## PASSAGE PROVIDED
+++

Announcing Our Newest Model
We are excited to announce the launch of our latest Perplexity models: sonar-small-chat and sonar-medium-chat, along with their search-enhanced versions, sonar-small-online and sonar-medium-online. These new additions surpass our earlier models in cost-efficiency, speed, and performance. For detailed information on our supported models, please visit our model card documentation.
Expanded Context Windows
The context window length for several models has been doubled from 8k to 16k, including mixtral-8x7b-instruct and all Perplexity models. 4k tokens are reserved for search results in online models.
Model Deprecation Notice
Please note that as of March 15, the pplx-70b-chat, pplx-70b-online, llama-2-70b-chat, and codellama-34b-instruct models will no longer be available through the Perplexity API. We will gradually phase out less frequently used models in favor of our newer and more performant offerings.
Revised Pricing Structure for 8x7b Models
The pricing for the mixtral-8x7b-instruct model will be adjusted. Previously charged at 0.14/0.58 per million input and output tokens, the rates will change to 0.60/1.80 per million input and output tokens moving forward.
Increased Public Rate Limits
Public limits for all models have increased by ~2x. Find the current rate limits here.

+++

## WORK REQUEST A
Summarize the announcement in two sentences.
## WORK REQUEST B
Please repeat the part of the announcement starting at "Expanded Context Windows" and ending at "tokens moving forward.".
## WORK REQUEST C
List every model that the announcement says will no longer be available through the Perplexity API as of March 15.

+++

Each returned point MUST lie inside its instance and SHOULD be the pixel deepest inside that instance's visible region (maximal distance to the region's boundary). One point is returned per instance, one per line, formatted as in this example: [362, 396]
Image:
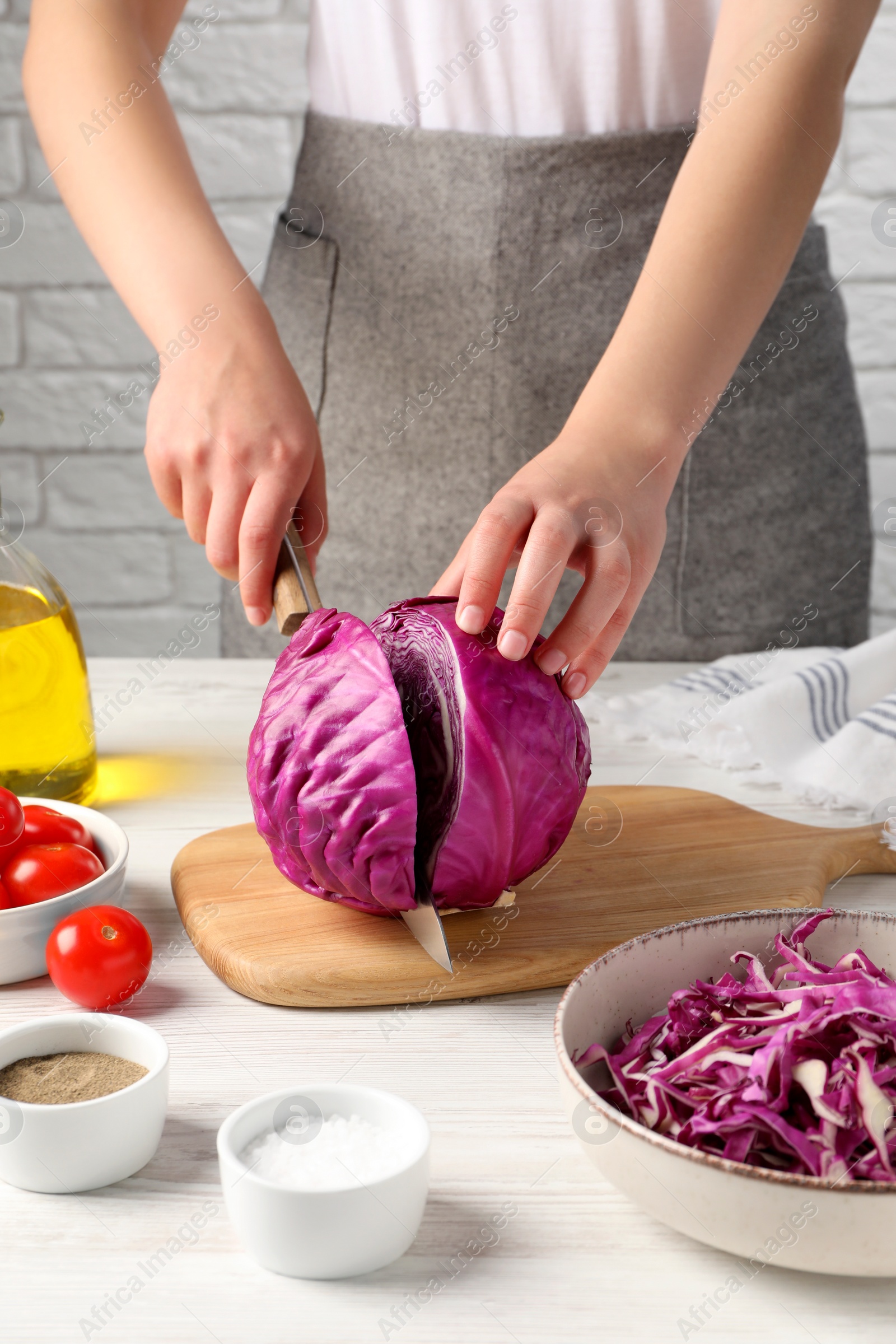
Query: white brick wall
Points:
[66, 342]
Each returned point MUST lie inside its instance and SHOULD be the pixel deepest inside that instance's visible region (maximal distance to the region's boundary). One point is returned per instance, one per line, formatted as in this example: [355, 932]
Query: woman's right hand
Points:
[233, 448]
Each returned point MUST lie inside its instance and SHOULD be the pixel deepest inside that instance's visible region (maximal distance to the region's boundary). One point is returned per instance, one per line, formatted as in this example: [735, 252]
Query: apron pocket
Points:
[298, 292]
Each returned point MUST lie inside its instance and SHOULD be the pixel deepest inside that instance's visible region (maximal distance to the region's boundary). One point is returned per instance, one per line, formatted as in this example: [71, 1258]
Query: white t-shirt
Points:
[534, 68]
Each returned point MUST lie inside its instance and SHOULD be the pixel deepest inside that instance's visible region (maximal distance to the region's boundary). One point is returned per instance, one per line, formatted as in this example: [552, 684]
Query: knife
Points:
[426, 925]
[296, 597]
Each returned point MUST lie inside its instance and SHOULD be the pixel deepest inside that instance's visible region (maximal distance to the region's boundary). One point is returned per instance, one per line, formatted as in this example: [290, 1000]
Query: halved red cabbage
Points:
[794, 1072]
[413, 744]
[329, 769]
[501, 756]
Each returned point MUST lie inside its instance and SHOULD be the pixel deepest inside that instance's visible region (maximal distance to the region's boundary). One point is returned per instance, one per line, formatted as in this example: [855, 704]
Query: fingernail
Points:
[574, 684]
[553, 662]
[470, 620]
[512, 644]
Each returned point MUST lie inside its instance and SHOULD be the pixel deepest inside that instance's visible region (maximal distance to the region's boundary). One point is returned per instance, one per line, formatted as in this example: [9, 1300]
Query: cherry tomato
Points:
[100, 956]
[11, 824]
[43, 871]
[46, 825]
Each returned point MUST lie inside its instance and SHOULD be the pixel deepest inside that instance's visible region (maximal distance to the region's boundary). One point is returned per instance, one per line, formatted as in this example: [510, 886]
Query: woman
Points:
[491, 200]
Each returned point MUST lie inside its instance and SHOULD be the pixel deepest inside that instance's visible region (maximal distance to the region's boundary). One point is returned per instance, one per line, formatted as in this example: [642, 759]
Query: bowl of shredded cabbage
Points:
[736, 1079]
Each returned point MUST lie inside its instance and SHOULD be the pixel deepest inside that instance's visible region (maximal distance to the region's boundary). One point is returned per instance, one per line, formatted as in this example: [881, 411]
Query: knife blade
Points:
[426, 925]
[296, 597]
[295, 590]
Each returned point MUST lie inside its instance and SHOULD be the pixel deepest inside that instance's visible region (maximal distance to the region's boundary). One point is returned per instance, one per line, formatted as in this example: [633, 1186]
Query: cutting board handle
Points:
[851, 851]
[295, 590]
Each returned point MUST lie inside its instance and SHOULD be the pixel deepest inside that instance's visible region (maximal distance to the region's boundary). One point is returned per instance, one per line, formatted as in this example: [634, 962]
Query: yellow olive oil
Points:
[46, 722]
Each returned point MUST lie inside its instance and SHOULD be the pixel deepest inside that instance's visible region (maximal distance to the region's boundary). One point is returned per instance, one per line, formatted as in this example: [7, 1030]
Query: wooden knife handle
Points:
[295, 590]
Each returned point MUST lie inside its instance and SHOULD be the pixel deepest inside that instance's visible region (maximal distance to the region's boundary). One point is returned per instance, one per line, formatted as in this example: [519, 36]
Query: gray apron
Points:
[445, 297]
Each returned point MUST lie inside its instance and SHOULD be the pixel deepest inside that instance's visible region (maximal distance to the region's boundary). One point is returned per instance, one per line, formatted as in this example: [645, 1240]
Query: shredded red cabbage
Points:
[794, 1070]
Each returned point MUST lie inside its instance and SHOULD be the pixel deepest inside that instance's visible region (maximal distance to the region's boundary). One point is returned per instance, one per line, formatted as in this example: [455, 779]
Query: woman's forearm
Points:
[231, 441]
[125, 175]
[734, 220]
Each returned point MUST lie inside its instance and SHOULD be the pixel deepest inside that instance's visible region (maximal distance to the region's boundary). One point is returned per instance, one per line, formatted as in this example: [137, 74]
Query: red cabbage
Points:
[413, 749]
[329, 769]
[793, 1072]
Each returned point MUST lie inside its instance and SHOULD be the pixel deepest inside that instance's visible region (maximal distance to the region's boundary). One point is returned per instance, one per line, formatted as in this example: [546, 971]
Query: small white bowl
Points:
[331, 1233]
[25, 929]
[83, 1144]
[799, 1222]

+++

## RESPONSE AREA A
The announcement introduces the Perplexity models sonar-small-chat and sonar-medium-chat, along with their search-enhanced versions sonar-small-online and sonar-medium-online, and doubles the context window for several models from 8k to 16k. It also says four models will leave the Perplexity API as of March 15, raises the price of mixtral-8x7b-instruct to 0.60/1.80 per million input and output tokens, and roughly doubles public rate limits for all models.

## RESPONSE AREA B
Expanded Context Windows
The context window length for several models has been doubled from 8k to 16k, including mixtral-8x7b-instruct and all Perplexity models. 4k tokens are reserved for search results in online models.
Model Deprecation Notice
Please note that as of March 15, the pplx-70b-chat, pplx-70b-online, llama-2-70b-chat, and codellama-34b-instruct models will no longer be available through the Perplexity API. We will gradually phase out less frequently used models in favor of our newer and more performant offerings.
Revised Pricing Structure for 8x7b Models
The pricing for the mixtral-8x7b-instruct model will be adjusted. Previously charged at 0.14/0.58 per million input and output tokens, the rates will change to 0.60/1.80 per million input and output tokens moving forward.

## RESPONSE AREA C
pplx-70b-chat
pplx-70b-online
llama-2-70b-chat
codellama-34b-instruct